» TRY IT
Convert every line of the items below into a JSON list of strings, one string per line, leaving out blank lines. Omit the pictures from the list.

Records from a collection:

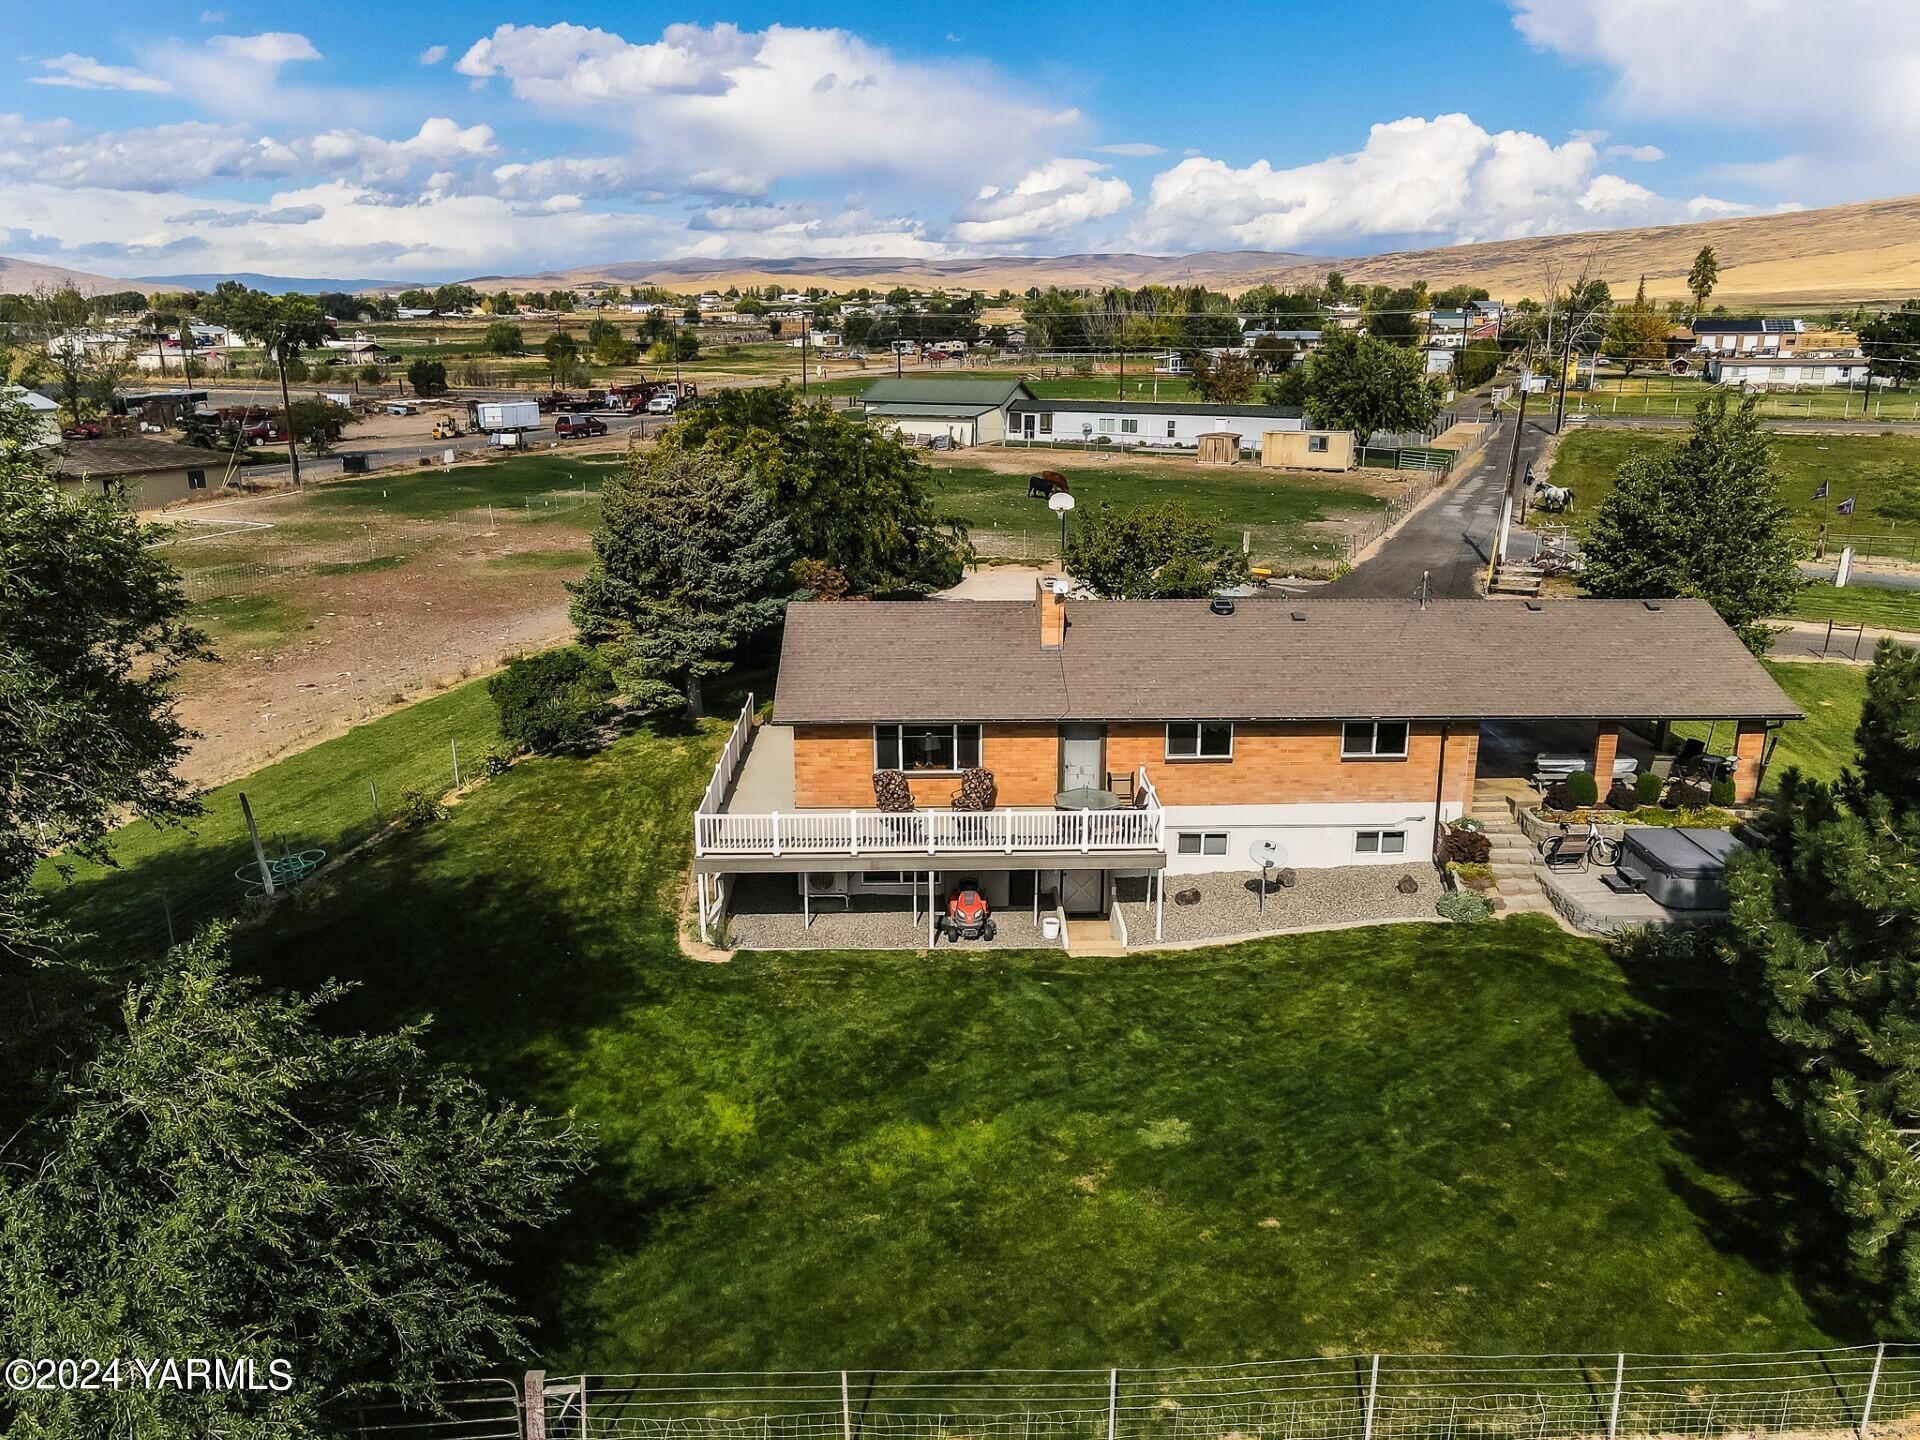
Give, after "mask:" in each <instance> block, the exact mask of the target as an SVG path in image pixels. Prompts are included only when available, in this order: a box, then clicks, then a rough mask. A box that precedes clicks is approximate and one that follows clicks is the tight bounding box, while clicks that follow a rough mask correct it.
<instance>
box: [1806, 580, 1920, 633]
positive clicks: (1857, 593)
mask: <svg viewBox="0 0 1920 1440" xmlns="http://www.w3.org/2000/svg"><path fill="white" fill-rule="evenodd" d="M1793 614H1795V616H1797V618H1801V620H1845V622H1847V624H1864V626H1872V628H1876V630H1912V632H1920V589H1872V588H1868V586H1847V588H1845V589H1834V588H1832V586H1807V589H1803V591H1801V593H1799V599H1797V601H1795V605H1793Z"/></svg>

» RESULT FOR THIS EXERCISE
[
  "Give, after \"mask:\" in each <instance> block, the exact mask of the target as an SVG path in image pixels. Prompts are included only when available, in this order: a box, then clicks, then a rough mask. A box that precedes clicks is approximate and one that follows clicks is the tight bounding box, while clicks that follow a rough mask correct it.",
  "<instance>",
  "box: [1806, 580, 1920, 633]",
  "positive clicks: (1857, 593)",
  "mask: <svg viewBox=\"0 0 1920 1440\" xmlns=\"http://www.w3.org/2000/svg\"><path fill=\"white\" fill-rule=\"evenodd\" d=\"M1793 614H1795V616H1797V618H1801V620H1845V622H1847V624H1864V626H1872V628H1876V630H1912V632H1920V589H1872V588H1868V586H1847V588H1845V589H1834V588H1832V586H1807V589H1803V591H1801V593H1799V599H1797V601H1795V605H1793Z\"/></svg>"
]